Data on locating named things
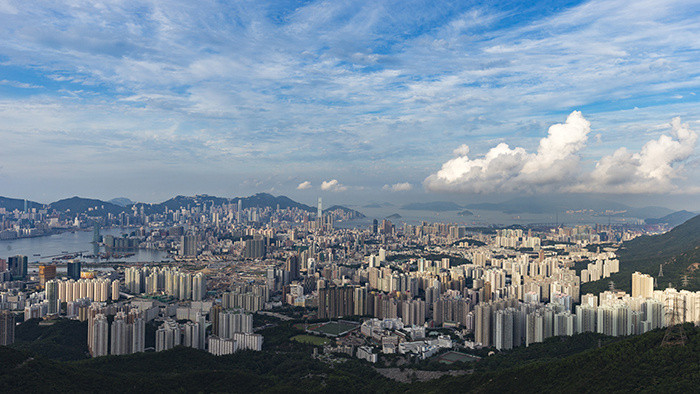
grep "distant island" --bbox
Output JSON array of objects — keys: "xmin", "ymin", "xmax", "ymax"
[{"xmin": 401, "ymin": 201, "xmax": 463, "ymax": 212}]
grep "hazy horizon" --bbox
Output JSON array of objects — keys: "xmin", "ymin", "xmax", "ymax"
[{"xmin": 0, "ymin": 0, "xmax": 700, "ymax": 211}]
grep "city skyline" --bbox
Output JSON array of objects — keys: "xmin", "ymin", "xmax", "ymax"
[{"xmin": 0, "ymin": 1, "xmax": 700, "ymax": 206}]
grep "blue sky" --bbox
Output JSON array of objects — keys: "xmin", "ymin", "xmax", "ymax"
[{"xmin": 0, "ymin": 0, "xmax": 700, "ymax": 208}]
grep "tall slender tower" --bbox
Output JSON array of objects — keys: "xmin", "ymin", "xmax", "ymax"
[{"xmin": 316, "ymin": 197, "xmax": 323, "ymax": 229}]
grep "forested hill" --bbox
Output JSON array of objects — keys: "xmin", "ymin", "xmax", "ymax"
[
  {"xmin": 581, "ymin": 215, "xmax": 700, "ymax": 294},
  {"xmin": 409, "ymin": 324, "xmax": 700, "ymax": 393},
  {"xmin": 0, "ymin": 324, "xmax": 700, "ymax": 393}
]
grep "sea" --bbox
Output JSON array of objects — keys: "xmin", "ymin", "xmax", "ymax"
[
  {"xmin": 334, "ymin": 207, "xmax": 639, "ymax": 228},
  {"xmin": 0, "ymin": 228, "xmax": 169, "ymax": 265}
]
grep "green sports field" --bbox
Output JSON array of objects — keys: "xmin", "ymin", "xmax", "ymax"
[{"xmin": 290, "ymin": 335, "xmax": 330, "ymax": 346}]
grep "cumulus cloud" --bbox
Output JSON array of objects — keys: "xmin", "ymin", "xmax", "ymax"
[
  {"xmin": 321, "ymin": 179, "xmax": 348, "ymax": 192},
  {"xmin": 425, "ymin": 111, "xmax": 591, "ymax": 193},
  {"xmin": 572, "ymin": 118, "xmax": 698, "ymax": 193},
  {"xmin": 424, "ymin": 111, "xmax": 698, "ymax": 193},
  {"xmin": 297, "ymin": 181, "xmax": 311, "ymax": 190},
  {"xmin": 382, "ymin": 182, "xmax": 413, "ymax": 192}
]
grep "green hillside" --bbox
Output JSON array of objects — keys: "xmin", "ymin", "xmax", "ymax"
[
  {"xmin": 0, "ymin": 324, "xmax": 700, "ymax": 393},
  {"xmin": 409, "ymin": 324, "xmax": 700, "ymax": 393},
  {"xmin": 581, "ymin": 215, "xmax": 700, "ymax": 294}
]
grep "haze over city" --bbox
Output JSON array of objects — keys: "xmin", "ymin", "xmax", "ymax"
[
  {"xmin": 0, "ymin": 0, "xmax": 700, "ymax": 394},
  {"xmin": 0, "ymin": 1, "xmax": 700, "ymax": 210}
]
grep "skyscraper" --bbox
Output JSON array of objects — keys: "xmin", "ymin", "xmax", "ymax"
[
  {"xmin": 0, "ymin": 310, "xmax": 15, "ymax": 346},
  {"xmin": 46, "ymin": 278, "xmax": 60, "ymax": 315},
  {"xmin": 90, "ymin": 313, "xmax": 109, "ymax": 357},
  {"xmin": 180, "ymin": 235, "xmax": 197, "ymax": 256},
  {"xmin": 66, "ymin": 261, "xmax": 80, "ymax": 280},
  {"xmin": 7, "ymin": 255, "xmax": 27, "ymax": 280},
  {"xmin": 39, "ymin": 264, "xmax": 56, "ymax": 287}
]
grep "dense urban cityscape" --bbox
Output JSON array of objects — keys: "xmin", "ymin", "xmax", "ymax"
[
  {"xmin": 0, "ymin": 0, "xmax": 700, "ymax": 394},
  {"xmin": 0, "ymin": 196, "xmax": 700, "ymax": 370}
]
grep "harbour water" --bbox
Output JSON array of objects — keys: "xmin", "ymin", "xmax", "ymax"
[{"xmin": 0, "ymin": 228, "xmax": 168, "ymax": 263}]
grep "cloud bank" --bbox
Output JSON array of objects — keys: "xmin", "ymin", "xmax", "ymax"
[
  {"xmin": 321, "ymin": 179, "xmax": 348, "ymax": 192},
  {"xmin": 382, "ymin": 182, "xmax": 413, "ymax": 192},
  {"xmin": 297, "ymin": 181, "xmax": 311, "ymax": 190},
  {"xmin": 424, "ymin": 111, "xmax": 698, "ymax": 194}
]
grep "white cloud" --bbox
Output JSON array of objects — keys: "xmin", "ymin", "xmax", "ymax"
[
  {"xmin": 572, "ymin": 118, "xmax": 698, "ymax": 193},
  {"xmin": 0, "ymin": 79, "xmax": 43, "ymax": 89},
  {"xmin": 424, "ymin": 111, "xmax": 698, "ymax": 194},
  {"xmin": 382, "ymin": 182, "xmax": 413, "ymax": 192},
  {"xmin": 321, "ymin": 179, "xmax": 348, "ymax": 192},
  {"xmin": 425, "ymin": 111, "xmax": 591, "ymax": 193}
]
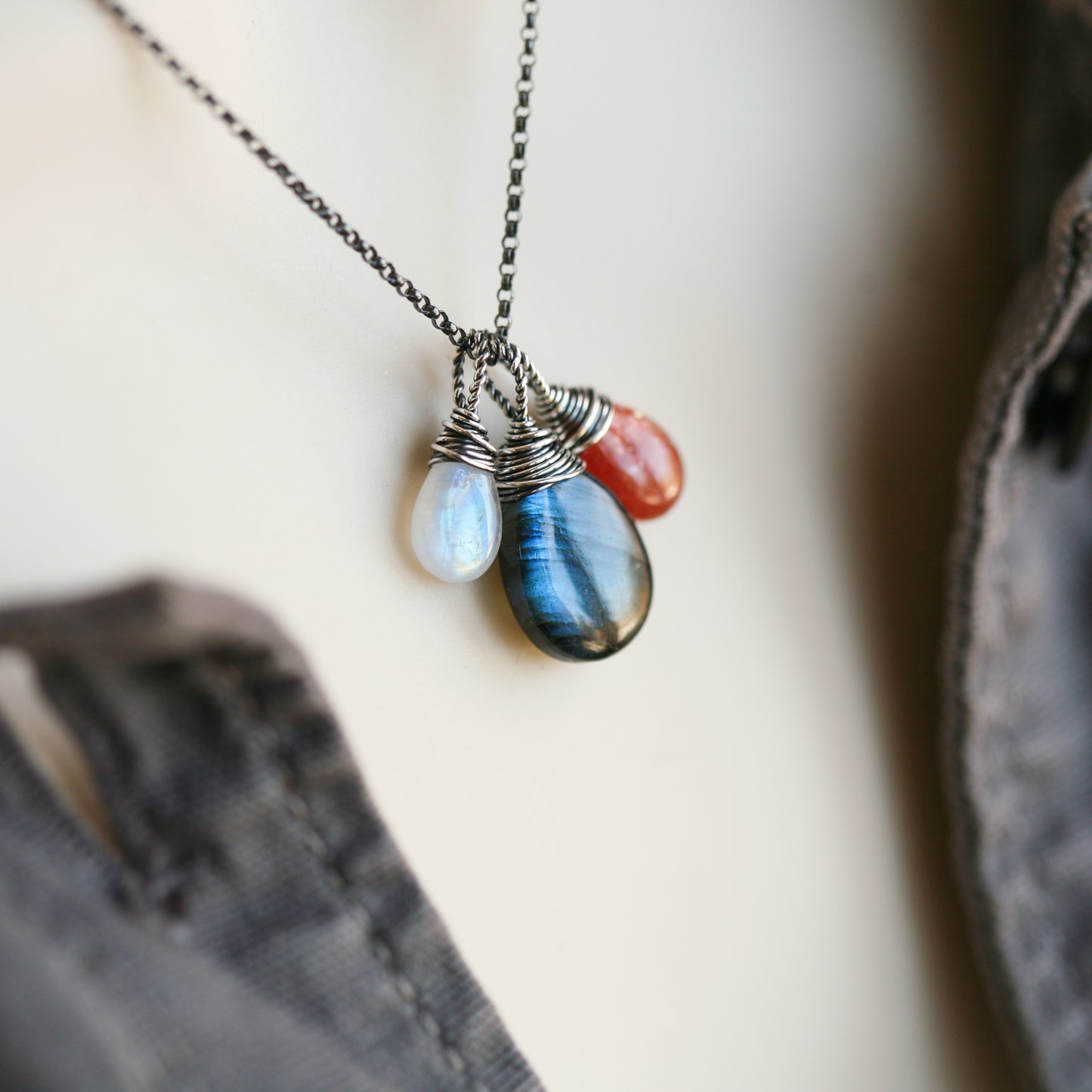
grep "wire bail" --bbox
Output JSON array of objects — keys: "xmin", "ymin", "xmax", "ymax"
[
  {"xmin": 536, "ymin": 387, "xmax": 614, "ymax": 456},
  {"xmin": 428, "ymin": 349, "xmax": 497, "ymax": 474},
  {"xmin": 467, "ymin": 331, "xmax": 584, "ymax": 501}
]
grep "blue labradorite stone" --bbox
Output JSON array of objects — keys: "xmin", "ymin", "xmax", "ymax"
[{"xmin": 500, "ymin": 474, "xmax": 652, "ymax": 660}]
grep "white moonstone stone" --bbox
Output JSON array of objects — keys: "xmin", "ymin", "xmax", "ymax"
[{"xmin": 410, "ymin": 462, "xmax": 500, "ymax": 584}]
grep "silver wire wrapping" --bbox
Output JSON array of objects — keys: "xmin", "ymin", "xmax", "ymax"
[
  {"xmin": 535, "ymin": 387, "xmax": 614, "ymax": 456},
  {"xmin": 466, "ymin": 332, "xmax": 584, "ymax": 501},
  {"xmin": 428, "ymin": 351, "xmax": 497, "ymax": 474}
]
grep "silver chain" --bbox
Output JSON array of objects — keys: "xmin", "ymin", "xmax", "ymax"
[
  {"xmin": 493, "ymin": 0, "xmax": 538, "ymax": 336},
  {"xmin": 95, "ymin": 0, "xmax": 538, "ymax": 349}
]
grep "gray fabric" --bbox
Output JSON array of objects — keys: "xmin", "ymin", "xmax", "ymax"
[
  {"xmin": 0, "ymin": 583, "xmax": 540, "ymax": 1092},
  {"xmin": 949, "ymin": 42, "xmax": 1092, "ymax": 1092}
]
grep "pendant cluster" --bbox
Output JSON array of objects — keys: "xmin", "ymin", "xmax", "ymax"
[{"xmin": 412, "ymin": 334, "xmax": 682, "ymax": 660}]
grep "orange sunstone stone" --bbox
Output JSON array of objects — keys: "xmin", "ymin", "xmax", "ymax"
[{"xmin": 582, "ymin": 407, "xmax": 684, "ymax": 520}]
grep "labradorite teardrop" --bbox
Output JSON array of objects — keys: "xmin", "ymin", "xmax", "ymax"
[{"xmin": 500, "ymin": 474, "xmax": 652, "ymax": 660}]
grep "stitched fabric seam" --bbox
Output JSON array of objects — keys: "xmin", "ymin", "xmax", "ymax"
[{"xmin": 208, "ymin": 651, "xmax": 490, "ymax": 1092}]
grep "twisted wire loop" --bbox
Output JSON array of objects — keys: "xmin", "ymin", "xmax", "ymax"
[
  {"xmin": 487, "ymin": 338, "xmax": 584, "ymax": 501},
  {"xmin": 428, "ymin": 351, "xmax": 497, "ymax": 474},
  {"xmin": 536, "ymin": 387, "xmax": 614, "ymax": 456}
]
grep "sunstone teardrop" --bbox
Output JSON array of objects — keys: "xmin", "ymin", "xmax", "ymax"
[
  {"xmin": 582, "ymin": 407, "xmax": 684, "ymax": 520},
  {"xmin": 410, "ymin": 462, "xmax": 500, "ymax": 584},
  {"xmin": 500, "ymin": 474, "xmax": 652, "ymax": 660}
]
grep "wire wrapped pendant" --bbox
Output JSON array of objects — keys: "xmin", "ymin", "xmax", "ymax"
[
  {"xmin": 410, "ymin": 353, "xmax": 501, "ymax": 583},
  {"xmin": 490, "ymin": 353, "xmax": 652, "ymax": 660}
]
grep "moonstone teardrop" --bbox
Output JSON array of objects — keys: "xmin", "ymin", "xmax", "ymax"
[{"xmin": 410, "ymin": 462, "xmax": 500, "ymax": 584}]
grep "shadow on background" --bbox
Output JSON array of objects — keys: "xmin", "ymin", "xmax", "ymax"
[{"xmin": 842, "ymin": 0, "xmax": 1030, "ymax": 1092}]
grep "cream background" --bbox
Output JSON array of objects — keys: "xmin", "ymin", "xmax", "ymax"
[{"xmin": 0, "ymin": 0, "xmax": 1022, "ymax": 1092}]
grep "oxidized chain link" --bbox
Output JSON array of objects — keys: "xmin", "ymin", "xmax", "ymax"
[
  {"xmin": 493, "ymin": 0, "xmax": 538, "ymax": 336},
  {"xmin": 95, "ymin": 0, "xmax": 538, "ymax": 351}
]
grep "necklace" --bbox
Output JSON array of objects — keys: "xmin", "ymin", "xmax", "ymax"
[{"xmin": 95, "ymin": 0, "xmax": 682, "ymax": 660}]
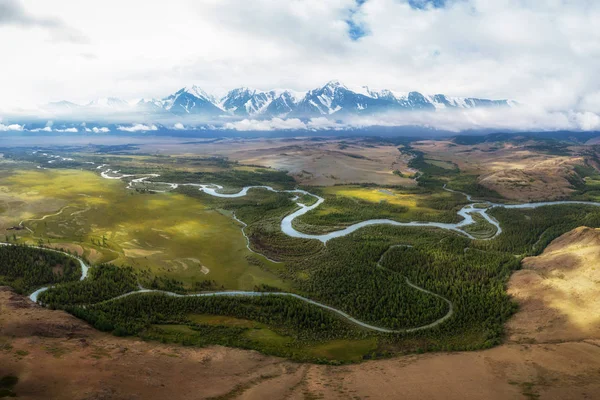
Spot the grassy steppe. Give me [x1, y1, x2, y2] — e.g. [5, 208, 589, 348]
[0, 170, 289, 289]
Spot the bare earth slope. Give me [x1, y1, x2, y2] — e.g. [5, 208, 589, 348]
[508, 227, 600, 342]
[413, 140, 584, 202]
[0, 228, 600, 400]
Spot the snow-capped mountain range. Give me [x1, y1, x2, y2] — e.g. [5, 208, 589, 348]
[46, 81, 517, 119]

— Direction —
Write out the data again, starting at the line containing "Spot the bare" and ending at the end of the data, with "Give me" replaced by "Return" and everything else left unchanged.

— Exercise answer —
Spot the bare earth slope. Return [x1, y1, x2, y2] — e.g. [5, 208, 589, 348]
[508, 227, 600, 342]
[413, 140, 584, 202]
[0, 228, 600, 400]
Spot the snow-capped mountain range. Return [x1, y1, x2, y2] — e.g. [5, 208, 589, 348]
[46, 81, 517, 119]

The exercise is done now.